### Given instruction
Resize the coordinates in the records below, starting with the line that contains "Objective — one point on each instance of the sky" and going on through the end of the records. Reproduce every line in that span, and multiply each coordinate in the answers by 0.65, rounding to a whole number with halves rounded up, while leaving all other text unchanged.
## start Supplied data
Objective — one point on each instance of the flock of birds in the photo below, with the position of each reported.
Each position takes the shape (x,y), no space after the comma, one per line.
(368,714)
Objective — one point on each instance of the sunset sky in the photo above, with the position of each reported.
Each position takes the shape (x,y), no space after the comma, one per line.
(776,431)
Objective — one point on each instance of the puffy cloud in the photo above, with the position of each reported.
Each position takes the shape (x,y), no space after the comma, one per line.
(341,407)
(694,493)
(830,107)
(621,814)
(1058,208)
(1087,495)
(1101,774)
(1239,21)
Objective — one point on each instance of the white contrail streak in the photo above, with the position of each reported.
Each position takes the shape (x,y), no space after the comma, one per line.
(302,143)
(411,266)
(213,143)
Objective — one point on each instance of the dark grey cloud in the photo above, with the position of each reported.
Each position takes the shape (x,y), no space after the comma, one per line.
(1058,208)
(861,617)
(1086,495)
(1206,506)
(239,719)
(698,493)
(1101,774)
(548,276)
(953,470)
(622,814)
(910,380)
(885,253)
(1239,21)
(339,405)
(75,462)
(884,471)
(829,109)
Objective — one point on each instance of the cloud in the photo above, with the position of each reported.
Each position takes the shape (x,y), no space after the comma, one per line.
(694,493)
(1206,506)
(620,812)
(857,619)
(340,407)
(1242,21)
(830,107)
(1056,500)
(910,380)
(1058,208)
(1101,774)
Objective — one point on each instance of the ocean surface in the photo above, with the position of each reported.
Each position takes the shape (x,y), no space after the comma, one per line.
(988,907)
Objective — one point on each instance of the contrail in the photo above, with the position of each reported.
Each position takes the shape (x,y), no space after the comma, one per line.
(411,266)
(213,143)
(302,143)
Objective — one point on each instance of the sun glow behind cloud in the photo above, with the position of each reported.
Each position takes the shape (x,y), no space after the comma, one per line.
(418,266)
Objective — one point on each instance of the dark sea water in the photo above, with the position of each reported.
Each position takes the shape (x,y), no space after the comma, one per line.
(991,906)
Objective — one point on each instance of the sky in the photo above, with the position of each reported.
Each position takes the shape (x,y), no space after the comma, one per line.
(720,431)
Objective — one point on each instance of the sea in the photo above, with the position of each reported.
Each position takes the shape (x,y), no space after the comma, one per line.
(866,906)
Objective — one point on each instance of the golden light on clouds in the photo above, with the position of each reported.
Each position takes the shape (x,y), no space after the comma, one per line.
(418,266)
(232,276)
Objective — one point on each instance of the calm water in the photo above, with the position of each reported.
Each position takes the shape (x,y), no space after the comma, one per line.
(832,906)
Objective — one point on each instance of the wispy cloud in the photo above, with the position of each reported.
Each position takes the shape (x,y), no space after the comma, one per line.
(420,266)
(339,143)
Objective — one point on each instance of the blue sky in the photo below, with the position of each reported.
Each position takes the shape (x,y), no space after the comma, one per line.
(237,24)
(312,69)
## end Supplied data
### Task output
Objective — one point on each instance of the sky in the photo above, with the position of each reported.
Each position takes the shape (x,y), no space after the comma, one per line.
(468,280)
Objective — one point on each instance of the sea in the photo above, with the position of each reported.
Each position takes the shape (x,y), no space after the comma, one per line.
(563,589)
Objective — one point on each instance of the golden light on clouds in the photo above, with the position of each reported.
Each position takes the shape (x,y), no space after the comma, one per line.
(272,173)
(151,179)
Objective — one point on each instance of the calm water in the photo above, with the position of each reported.
Each position takes the shape (x,y), no space after the comma, one per line.
(541,589)
Objective — one point on each instance of the wispy cloud in the photo above, with the position of each reported.
Each position takes the shape (x,y), no space after the comma, one per line.
(273,173)
(220,93)
Objective — one point on each instance of the blue sky in the photo below, with the position of each reported.
Each position takes the shape (x,y), no space after the comma, one per line.
(154,16)
(203,45)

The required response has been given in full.